--- Begin PROVIDED TEXT ---
Governor Kivutha Kibwana takes the business of running Makueni county so seriously he makes some of his peers look like leadership toddlers. The governor knows nothing less than superlative service is expected from an elected leader.
The responsibility is greater for those who won free and fair elections with a popular vote. Those who bought their way through parties and handouts can enjoy for now, as they indulge in corruption and murderous passions.
Kibwana approaches devolution with such a high sense of responsibility. The law professor demonstrates a V8, with a robust engine and technological precision, cannot compete on the road of devolution with feeble Vitz-size posturing of some of his colleagues.
The non-starters should have been recalled. But recall is only possible if the electorate had a consciousness that values public participation, interrogates performance, costs, results, and regularly demands value for public money. Counties need this consciousness to make devolution work. This consciousness enhances public participation, through real time audit of public resources
Do not ask where Kibwana gets the money to leave a mark where others wobble. Do not ask where he gets the time to interact with village-level audiences. While other governors yodel in illusions of grandeur, suffer constipation of their self-importance, or seek leisure and pleasure in faraway towns, Kibwana remains a public servant. He works, talks, and weeps with the people.
--- End PROVIDED TEXT ---
--- Begin DATA ---
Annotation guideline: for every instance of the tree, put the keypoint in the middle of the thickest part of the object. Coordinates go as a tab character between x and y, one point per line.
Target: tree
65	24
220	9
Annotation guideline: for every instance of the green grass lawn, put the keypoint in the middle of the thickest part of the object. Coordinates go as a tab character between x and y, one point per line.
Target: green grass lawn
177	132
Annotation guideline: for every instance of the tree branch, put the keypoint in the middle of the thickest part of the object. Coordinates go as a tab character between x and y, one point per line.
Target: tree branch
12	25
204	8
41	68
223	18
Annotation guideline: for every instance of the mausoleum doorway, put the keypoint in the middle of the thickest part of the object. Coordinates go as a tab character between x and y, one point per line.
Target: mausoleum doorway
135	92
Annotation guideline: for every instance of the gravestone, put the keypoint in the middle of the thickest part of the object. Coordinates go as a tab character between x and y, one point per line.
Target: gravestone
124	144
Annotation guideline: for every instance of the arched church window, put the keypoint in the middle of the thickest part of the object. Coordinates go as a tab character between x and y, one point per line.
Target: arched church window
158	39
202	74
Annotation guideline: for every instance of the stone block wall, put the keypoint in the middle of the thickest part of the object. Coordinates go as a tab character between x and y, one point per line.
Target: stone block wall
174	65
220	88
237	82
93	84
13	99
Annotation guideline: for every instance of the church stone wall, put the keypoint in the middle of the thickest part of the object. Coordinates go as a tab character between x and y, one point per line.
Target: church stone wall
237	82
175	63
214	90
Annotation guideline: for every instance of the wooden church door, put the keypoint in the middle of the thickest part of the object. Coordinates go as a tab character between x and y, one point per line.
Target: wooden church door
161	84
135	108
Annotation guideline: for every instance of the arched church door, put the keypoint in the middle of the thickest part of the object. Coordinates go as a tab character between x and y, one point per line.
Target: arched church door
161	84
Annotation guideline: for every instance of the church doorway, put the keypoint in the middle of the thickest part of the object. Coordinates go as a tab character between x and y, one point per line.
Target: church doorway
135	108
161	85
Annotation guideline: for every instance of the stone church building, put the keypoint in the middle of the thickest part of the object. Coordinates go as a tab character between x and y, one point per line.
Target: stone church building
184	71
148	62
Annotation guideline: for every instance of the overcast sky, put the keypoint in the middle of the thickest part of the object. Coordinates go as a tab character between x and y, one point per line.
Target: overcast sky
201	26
--- End DATA ---
• TASK REQUIREMENTS:
[1] In the passage about Governor Kibwana, which county does he govern?
[2] Resume the passage about Governor Kibwana, picking up right after its final sentence.
The rows are separate material from the passage about Governor Kibwana.

• ANSWERS BELOW:
[1] Makueni county.

[2]
During the turbulent era of rising demands for change in the mid-1990s, Kibwana was always available for consultation. A chick that would grow into the cock of the homestead is known on the day it is hatched.
I once called him out. He asked me to pick a venue - not so far from the University of Nairobi. He was the first to show up for the appointment, with Supreme Court judge Justice Smokin Wanjala. Wanjala was learning at the feet of then Dean of the Faculty of Law at UoN. Kibwana was a quintessential activist of the change movement.
The face of Wote, the Makueni county headquarters, is changing, as other towns that host county headquarters, like Homa Bay, suffer criminal neglect. Public infrastructure is worse off than it was before devolution, now in its seventh year.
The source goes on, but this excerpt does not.